• Instructions for the task: Copy the data below word for word, leaving out the pictures.

• Task data:
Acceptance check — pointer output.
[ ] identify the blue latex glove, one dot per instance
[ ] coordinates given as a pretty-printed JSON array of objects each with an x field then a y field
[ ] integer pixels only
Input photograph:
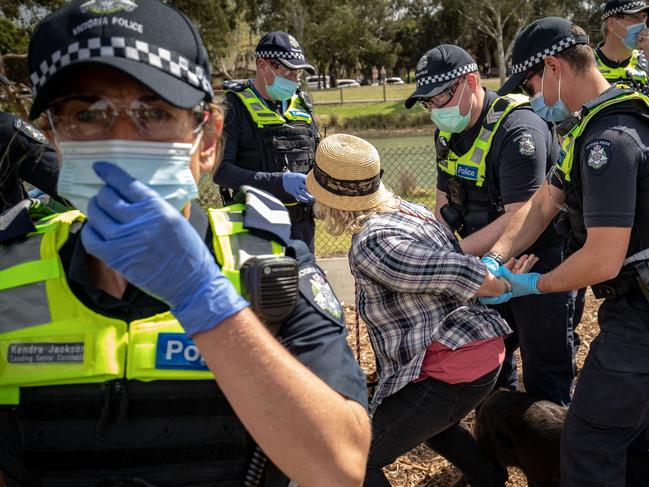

• Answer for the task:
Acceptance check — pointer output.
[ ] identify the blue latex glove, one dot per instance
[ ] coordinates given as a pretty-printed JSON array of objects each with an x field then a y field
[ ] integer pixels only
Input photograph:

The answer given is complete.